**What the task asks**
Within the entries that follow, show each line where the word "below" occurs.

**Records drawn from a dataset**
_ _ _

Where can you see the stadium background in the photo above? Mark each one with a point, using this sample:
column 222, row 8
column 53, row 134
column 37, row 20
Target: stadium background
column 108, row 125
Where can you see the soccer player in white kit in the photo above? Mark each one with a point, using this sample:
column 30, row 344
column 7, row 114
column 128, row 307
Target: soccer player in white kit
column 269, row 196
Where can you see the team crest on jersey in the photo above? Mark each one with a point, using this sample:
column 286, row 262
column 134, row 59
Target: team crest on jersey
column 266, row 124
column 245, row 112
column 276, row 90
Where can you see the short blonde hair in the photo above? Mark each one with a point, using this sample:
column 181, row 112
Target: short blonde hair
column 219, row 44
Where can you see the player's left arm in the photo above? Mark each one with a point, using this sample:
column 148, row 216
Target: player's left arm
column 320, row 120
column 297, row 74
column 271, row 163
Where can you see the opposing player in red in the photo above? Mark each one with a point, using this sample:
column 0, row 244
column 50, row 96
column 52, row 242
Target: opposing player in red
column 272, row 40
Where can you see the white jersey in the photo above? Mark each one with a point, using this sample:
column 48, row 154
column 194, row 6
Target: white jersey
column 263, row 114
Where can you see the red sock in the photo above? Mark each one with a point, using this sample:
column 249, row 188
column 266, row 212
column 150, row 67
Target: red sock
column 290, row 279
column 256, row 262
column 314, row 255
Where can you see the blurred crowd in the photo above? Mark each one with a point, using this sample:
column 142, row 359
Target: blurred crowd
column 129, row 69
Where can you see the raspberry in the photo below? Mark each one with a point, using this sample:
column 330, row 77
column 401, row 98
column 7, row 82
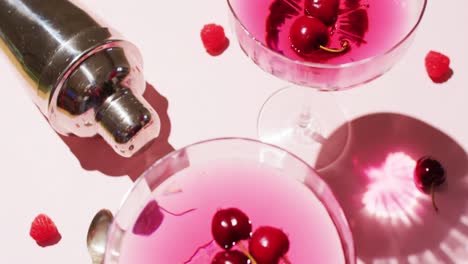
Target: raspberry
column 44, row 231
column 214, row 40
column 438, row 67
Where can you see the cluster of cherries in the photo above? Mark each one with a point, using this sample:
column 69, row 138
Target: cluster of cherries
column 310, row 32
column 267, row 244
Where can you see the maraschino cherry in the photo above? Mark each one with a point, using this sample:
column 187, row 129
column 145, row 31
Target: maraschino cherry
column 268, row 245
column 308, row 34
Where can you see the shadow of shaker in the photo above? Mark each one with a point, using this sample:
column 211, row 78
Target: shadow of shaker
column 391, row 221
column 94, row 153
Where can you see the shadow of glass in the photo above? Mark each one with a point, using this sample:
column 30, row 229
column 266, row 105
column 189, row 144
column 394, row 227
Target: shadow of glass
column 94, row 154
column 391, row 221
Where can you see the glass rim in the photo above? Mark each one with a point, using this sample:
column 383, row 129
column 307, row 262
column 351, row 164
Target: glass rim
column 348, row 247
column 329, row 65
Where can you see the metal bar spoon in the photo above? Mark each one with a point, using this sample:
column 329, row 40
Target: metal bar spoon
column 97, row 235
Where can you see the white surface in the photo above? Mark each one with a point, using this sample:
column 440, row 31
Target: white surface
column 208, row 97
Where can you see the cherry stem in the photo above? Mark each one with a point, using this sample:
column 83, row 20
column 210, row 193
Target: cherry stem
column 204, row 246
column 246, row 252
column 344, row 46
column 433, row 197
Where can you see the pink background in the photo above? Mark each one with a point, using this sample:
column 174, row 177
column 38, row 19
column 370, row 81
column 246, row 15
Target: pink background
column 207, row 97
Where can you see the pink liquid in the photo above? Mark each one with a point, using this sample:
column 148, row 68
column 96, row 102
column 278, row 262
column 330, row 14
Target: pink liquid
column 372, row 27
column 264, row 194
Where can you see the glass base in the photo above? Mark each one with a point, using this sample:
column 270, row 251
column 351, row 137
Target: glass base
column 301, row 120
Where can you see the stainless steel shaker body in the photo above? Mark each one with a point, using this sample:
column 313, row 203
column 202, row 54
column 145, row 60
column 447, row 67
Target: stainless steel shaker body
column 84, row 77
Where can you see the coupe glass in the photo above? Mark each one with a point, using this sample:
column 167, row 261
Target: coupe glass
column 301, row 116
column 166, row 216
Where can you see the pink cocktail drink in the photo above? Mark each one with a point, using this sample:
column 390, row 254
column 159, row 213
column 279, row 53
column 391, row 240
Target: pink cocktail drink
column 172, row 221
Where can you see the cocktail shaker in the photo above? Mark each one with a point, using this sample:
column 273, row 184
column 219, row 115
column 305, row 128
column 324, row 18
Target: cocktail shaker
column 85, row 78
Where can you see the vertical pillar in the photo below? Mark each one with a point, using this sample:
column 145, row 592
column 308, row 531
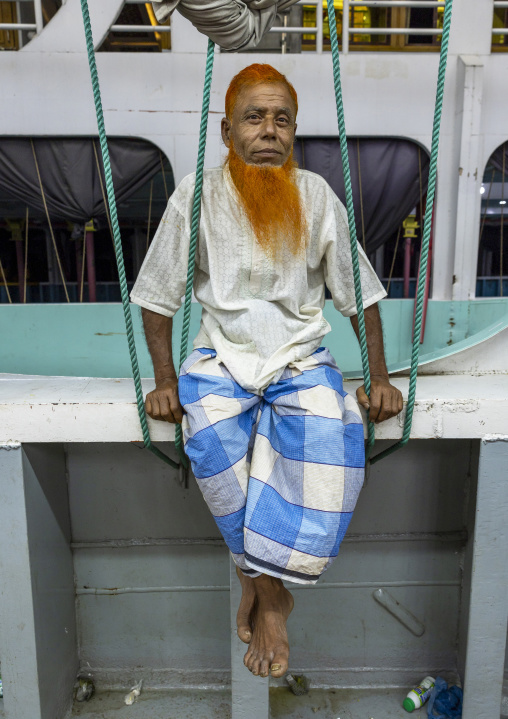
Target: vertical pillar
column 38, row 647
column 488, row 597
column 469, row 181
column 90, row 267
column 249, row 693
column 20, row 259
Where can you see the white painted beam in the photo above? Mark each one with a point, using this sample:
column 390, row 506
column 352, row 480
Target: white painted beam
column 75, row 409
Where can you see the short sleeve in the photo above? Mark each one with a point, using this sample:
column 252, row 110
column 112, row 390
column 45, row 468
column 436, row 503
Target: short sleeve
column 338, row 267
column 160, row 285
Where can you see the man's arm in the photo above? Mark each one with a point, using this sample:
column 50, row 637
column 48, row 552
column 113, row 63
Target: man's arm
column 163, row 402
column 385, row 400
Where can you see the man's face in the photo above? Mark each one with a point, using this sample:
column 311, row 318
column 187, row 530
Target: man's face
column 263, row 125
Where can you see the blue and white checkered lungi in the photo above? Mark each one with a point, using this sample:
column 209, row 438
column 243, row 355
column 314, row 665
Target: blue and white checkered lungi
column 281, row 472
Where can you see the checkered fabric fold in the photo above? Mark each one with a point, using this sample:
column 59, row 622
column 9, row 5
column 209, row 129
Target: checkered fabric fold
column 281, row 473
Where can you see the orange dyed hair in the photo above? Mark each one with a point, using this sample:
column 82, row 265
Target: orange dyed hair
column 254, row 75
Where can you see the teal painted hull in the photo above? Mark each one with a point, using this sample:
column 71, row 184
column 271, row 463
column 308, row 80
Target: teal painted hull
column 89, row 340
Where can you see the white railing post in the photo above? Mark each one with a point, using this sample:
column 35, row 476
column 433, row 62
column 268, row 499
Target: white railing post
column 319, row 27
column 345, row 27
column 38, row 16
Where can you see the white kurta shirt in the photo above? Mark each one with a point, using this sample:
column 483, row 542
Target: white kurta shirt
column 258, row 314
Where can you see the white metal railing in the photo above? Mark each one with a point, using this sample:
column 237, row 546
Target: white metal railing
column 23, row 26
column 501, row 4
column 348, row 30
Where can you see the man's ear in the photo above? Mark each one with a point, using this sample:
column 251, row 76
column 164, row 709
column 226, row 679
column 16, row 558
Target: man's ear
column 225, row 131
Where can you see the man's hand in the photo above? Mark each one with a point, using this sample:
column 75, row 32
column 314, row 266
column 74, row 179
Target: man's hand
column 385, row 399
column 163, row 402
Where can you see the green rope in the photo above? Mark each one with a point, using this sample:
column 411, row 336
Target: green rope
column 427, row 225
column 117, row 238
column 196, row 215
column 426, row 231
column 350, row 213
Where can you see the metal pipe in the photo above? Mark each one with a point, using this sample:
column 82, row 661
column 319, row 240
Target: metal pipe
column 299, row 30
column 396, row 31
column 140, row 28
column 396, row 3
column 113, row 591
column 17, row 26
column 345, row 26
column 453, row 536
column 407, row 265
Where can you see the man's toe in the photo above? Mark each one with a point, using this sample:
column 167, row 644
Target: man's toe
column 244, row 633
column 279, row 666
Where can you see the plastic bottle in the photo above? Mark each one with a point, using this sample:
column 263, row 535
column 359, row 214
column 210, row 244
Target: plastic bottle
column 419, row 695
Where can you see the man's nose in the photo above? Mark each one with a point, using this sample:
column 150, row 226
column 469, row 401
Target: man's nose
column 269, row 129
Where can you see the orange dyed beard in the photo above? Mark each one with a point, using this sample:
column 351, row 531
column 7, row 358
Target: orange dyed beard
column 271, row 200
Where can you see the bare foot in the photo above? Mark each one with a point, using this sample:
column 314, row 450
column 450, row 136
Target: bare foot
column 269, row 648
column 246, row 608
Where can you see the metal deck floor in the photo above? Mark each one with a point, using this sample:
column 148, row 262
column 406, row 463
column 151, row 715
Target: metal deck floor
column 193, row 704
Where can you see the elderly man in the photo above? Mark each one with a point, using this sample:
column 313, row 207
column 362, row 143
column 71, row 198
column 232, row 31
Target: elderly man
column 275, row 442
column 233, row 24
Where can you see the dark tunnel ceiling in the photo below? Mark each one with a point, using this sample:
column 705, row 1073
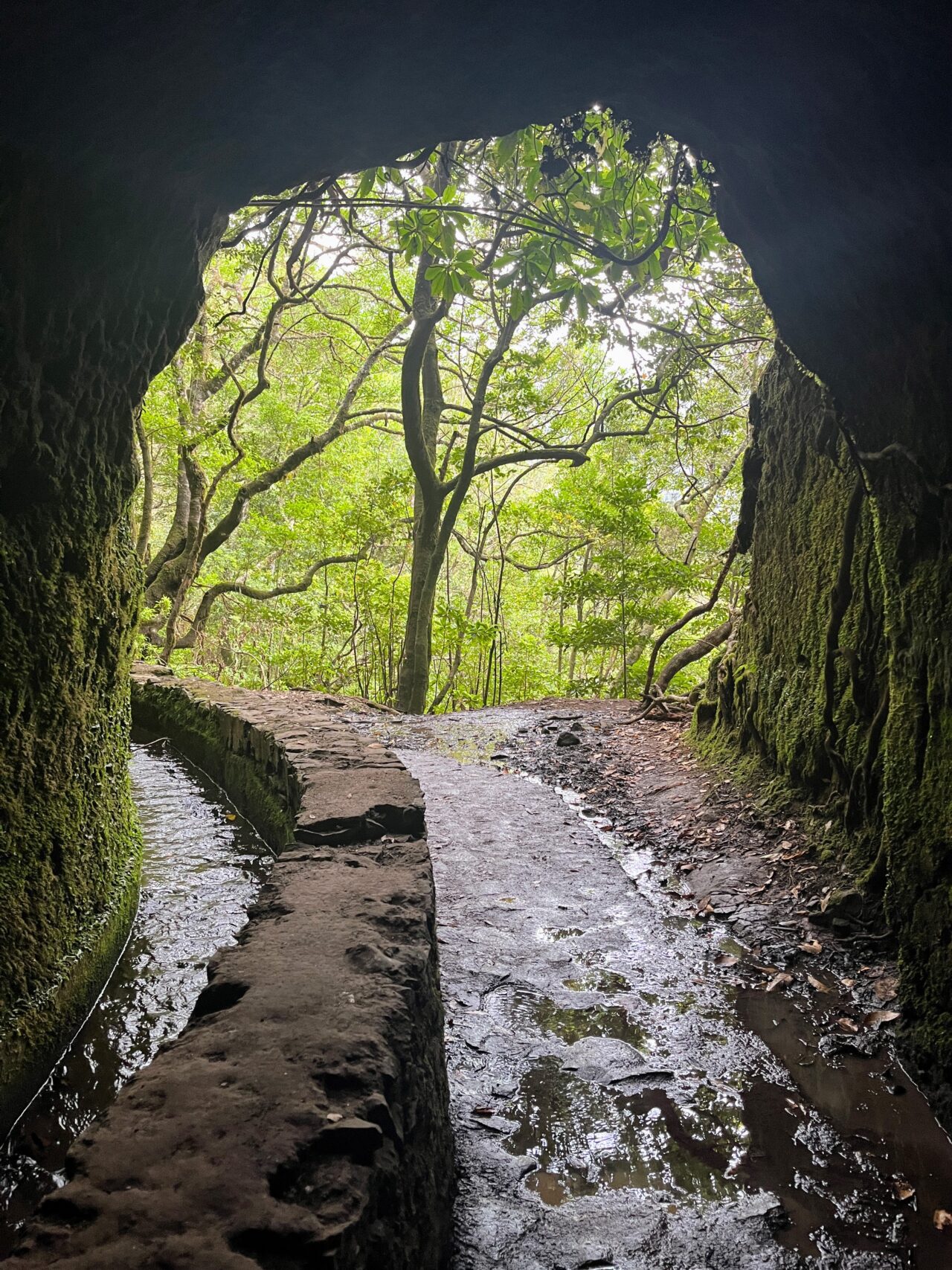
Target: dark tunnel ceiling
column 817, row 115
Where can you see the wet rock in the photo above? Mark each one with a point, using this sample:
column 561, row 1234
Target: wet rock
column 839, row 905
column 603, row 1061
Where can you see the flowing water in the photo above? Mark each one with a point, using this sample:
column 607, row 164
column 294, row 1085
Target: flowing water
column 625, row 1091
column 203, row 865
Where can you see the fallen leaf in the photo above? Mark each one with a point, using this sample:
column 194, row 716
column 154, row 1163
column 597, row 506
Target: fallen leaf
column 878, row 1018
column 779, row 981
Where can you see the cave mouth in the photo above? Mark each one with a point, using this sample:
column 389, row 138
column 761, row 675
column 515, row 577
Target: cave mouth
column 129, row 144
column 476, row 341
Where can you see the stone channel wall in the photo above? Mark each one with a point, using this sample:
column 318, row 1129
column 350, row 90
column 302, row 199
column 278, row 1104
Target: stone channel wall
column 301, row 1119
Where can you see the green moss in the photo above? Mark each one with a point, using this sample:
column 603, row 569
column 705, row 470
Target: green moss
column 69, row 870
column 219, row 743
column 840, row 680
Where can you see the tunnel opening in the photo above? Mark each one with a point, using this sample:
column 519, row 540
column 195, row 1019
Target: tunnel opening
column 120, row 178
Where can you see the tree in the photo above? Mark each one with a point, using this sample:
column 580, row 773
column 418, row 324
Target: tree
column 497, row 312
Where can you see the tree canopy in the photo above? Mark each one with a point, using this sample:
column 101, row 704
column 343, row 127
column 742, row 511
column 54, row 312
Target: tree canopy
column 460, row 431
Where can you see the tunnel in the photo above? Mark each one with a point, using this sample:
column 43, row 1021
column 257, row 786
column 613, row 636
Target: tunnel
column 131, row 131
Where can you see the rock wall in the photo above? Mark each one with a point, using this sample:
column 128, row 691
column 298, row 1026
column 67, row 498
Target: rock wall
column 129, row 129
column 840, row 677
column 301, row 1119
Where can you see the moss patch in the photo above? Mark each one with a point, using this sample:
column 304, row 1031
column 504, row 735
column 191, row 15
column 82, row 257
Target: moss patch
column 840, row 677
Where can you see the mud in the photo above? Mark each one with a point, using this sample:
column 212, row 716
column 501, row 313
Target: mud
column 626, row 1091
column 202, row 867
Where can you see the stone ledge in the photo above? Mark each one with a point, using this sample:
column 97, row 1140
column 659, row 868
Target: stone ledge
column 301, row 1119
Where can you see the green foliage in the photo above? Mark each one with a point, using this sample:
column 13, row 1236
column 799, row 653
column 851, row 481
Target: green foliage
column 634, row 336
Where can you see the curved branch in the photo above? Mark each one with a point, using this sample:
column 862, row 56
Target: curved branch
column 688, row 618
column 240, row 589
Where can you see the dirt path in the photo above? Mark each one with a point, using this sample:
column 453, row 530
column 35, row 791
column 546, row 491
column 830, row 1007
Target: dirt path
column 635, row 1085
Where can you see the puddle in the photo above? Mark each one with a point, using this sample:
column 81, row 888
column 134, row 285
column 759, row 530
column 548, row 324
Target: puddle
column 588, row 1138
column 550, row 934
column 598, row 981
column 570, row 1024
column 681, row 1090
column 202, row 867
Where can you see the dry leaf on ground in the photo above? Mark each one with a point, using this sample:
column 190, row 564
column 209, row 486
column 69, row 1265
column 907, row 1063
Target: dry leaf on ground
column 779, row 981
column 878, row 1018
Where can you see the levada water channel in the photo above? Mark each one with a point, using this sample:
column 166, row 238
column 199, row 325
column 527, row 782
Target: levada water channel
column 203, row 865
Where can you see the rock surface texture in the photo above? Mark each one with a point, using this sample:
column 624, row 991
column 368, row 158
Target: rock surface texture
column 131, row 129
column 301, row 1118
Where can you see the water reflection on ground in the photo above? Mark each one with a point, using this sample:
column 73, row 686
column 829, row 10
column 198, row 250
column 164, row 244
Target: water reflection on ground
column 203, row 865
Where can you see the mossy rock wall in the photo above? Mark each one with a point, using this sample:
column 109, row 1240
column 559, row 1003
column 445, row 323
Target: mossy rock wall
column 303, row 1117
column 840, row 676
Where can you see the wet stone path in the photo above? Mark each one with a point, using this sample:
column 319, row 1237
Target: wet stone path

_ _ _

**Output for this exercise**
Where can you see the raspberry in the photo below? Mark each one with a point, using this sample:
Where can you see the vertical pillar in the photo below? Mark each one with a point, using this sample:
Where can you see the dark tunnel ceiling in the photo below? Mark each one with a point, using this sample:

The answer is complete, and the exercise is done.